## Things to do
1. Repeat word for word the stretch of the Toronto Real Estate Board article from "William Sasso, a" through "in competition law.".
2. Carry on the Toronto Real Estate Board article beyond its last sentence.

## Source passage

____

Case against Toronto Real Estate Board grinds to halt Add to ...

The federal Competition Bureau’s case against the Toronto Real Estate Board ground to a halt on its first day Monday after the real estate board said it was planning to ask the Chief Justice of the Federal Court of Canada to remove himself from hearing the case because of his involvement with a similar lawsuit more than a decade ago when he was a lawyer in private practice.

William Sasso, a lawyer for TREB, said he intended to bring a motion asking Justice Paul Crampton to recuse himself because he could appear to be biased, but said the real estate board needed more time to go through its records to build its case.

Lawyers for both sides scrambled last week after Justice Crampton disclosed that he had been involved in early talks with Realtysellers, a now-defunct discount brokerage that sued TREB for alleged anti-competitive practices in 2002. At the time, Justice Crampton was a partner at Toronto law firm Davies Ward Phillips and Vineberg LLP, specializing in competition law.

Justice Crampton said he had little to do with the lawsuit beyond having what he called “two to three very, very short” phone calls with representatives from Realtysellers in mid-2001, a year before the brokerage filed its lawsuit.

____

Rows from a box-labeling dataset
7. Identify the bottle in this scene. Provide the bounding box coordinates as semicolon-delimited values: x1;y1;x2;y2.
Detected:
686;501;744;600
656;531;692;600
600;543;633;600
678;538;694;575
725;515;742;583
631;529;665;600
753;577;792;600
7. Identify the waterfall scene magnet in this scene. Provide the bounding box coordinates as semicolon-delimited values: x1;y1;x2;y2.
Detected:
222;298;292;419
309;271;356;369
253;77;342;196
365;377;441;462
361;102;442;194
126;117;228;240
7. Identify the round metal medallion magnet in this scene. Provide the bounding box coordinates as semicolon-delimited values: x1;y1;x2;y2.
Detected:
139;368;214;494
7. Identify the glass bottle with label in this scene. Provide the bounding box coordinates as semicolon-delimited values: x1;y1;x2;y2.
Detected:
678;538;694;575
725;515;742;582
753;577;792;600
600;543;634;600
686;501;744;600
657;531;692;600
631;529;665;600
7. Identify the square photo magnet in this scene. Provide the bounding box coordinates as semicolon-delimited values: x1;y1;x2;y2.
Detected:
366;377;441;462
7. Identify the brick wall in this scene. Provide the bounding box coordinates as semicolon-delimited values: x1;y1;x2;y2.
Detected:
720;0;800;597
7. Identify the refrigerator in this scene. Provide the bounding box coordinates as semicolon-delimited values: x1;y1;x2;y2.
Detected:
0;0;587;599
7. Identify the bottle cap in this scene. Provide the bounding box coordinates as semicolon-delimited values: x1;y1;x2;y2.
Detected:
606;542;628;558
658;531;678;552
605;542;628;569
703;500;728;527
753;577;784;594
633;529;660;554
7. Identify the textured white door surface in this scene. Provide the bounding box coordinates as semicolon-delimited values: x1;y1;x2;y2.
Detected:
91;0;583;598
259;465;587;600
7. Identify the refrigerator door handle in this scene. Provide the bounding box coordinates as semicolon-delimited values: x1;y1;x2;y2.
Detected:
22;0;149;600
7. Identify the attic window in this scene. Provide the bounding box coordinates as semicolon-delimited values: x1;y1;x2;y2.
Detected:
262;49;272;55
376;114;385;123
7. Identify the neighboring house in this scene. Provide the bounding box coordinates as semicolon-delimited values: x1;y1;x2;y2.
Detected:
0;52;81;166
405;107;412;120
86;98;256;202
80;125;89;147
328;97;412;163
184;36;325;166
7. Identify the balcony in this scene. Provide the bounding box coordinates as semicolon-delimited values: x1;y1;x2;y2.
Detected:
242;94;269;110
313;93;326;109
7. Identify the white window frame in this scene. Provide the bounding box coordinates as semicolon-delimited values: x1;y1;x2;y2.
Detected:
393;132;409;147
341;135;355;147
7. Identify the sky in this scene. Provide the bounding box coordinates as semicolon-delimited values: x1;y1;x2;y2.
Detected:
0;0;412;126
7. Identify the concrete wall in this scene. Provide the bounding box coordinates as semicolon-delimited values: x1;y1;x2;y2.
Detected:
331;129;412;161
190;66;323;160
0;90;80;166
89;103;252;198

____

## Answers
1.
William Sasso, a lawyer for TREB, said he intended to bring a motion asking Justice Paul Crampton to recuse himself because he could appear to be biased, but said the real estate board needed more time to go through its records to build its case.

Lawyers for both sides scrambled last week after Justice Crampton disclosed that he had been involved in early talks with Realtysellers, a now-defunct discount brokerage that sued TREB for alleged anti-competitive practices in 2002. At the time, Justice Crampton was a partner at Toronto law firm Davies Ward Phillips and Vineberg LLP, specializing in competition law.

2.
He left the firm in early 2002 and moved to France to become head of outreach at the Organization for Economic Co-operation and Development. He was named to the Federal Court in 2009 and appointed chief justice in 2011.

“I certainly remember no involvement [with the case] whatsoever,” Justice Crampton told the tribunal.

John Rook, a lawyer for Competition Commissioner John Pecman, said staff at the Competition Bureau spent the weekend scouring through old records looking for evidence of Justice Crampton’s involvement with the lawsuit and a complaint that Realtysellers made to the Competition Bureau in 2002. The only evidence they found was that the judge was copied on a letter between Realtysellers and TREB in 2001.

“We’ve been working very hard and what we have produced is pretty thin gruel if you look at it,” Mr. Rook told the tribunal. “Maybe there won’t be anything more to make [TREB’s] gruel into porridge.”

Realtysellers sued TREB and the Canadian Real Estate Association (CREA) in 2002 alleging anti-competitive practices. The lawsuit was settled in 2004, although Realtysellers founder Lawrence Dale is involved in a separate lawsuit against the real estate industry, which has been going on since 2009.

The lengthy dispute caught the attention of the Competition Bureau, which is now suing TREB in hopes of breaking the real estate industry’s stranglehold on the Multiple Listings Service. The MLS allows realtors to share crucial information on the local real estate market, such as the previous sales history of a home and how long a property has been sitting on the market.